Instructions for the task. Starting with the line containing "tree on this photo." and going on through the line containing "<point>263,134</point>", lay out those lines below as a Markdown table with the columns Row and Text. Skip blank lines.

# Raw records start

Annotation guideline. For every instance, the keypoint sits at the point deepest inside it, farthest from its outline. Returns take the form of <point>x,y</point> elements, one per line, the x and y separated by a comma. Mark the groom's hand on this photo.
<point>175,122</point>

# Raw records end
# Raw records start

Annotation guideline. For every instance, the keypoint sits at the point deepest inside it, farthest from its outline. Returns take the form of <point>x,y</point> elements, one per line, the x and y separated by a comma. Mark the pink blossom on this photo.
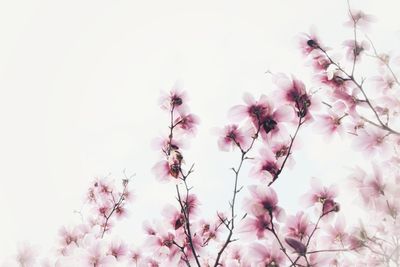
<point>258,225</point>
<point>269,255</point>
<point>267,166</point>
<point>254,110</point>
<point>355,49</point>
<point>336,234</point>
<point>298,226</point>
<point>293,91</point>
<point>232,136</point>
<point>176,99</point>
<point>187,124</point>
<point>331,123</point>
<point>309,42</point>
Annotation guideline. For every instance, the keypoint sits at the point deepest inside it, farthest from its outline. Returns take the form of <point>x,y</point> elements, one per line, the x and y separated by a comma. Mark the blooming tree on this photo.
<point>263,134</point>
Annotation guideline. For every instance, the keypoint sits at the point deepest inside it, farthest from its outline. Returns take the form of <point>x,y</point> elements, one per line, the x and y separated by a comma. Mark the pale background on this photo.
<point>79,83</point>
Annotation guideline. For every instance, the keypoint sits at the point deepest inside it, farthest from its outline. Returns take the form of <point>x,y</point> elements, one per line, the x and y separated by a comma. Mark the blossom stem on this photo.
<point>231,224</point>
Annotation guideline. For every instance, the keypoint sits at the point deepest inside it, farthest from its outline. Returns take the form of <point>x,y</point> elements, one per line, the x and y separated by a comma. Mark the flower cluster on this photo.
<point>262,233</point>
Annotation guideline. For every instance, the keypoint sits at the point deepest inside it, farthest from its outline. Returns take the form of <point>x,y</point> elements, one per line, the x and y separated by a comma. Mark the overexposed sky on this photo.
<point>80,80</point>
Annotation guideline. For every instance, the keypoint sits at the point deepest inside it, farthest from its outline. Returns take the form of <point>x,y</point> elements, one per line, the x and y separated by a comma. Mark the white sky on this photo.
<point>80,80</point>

# Raw records end

Task response.
| Row | Text |
|---|---|
| 1 | Annotation guideline. For every instance, the keypoint sits at the point deepest inside it, farthest from its outline. Returns take the form of <point>x,y</point> elements, one per line, the x and y separated by a comma. Mark the blooming tree on this photo. |
| 2 | <point>263,134</point> |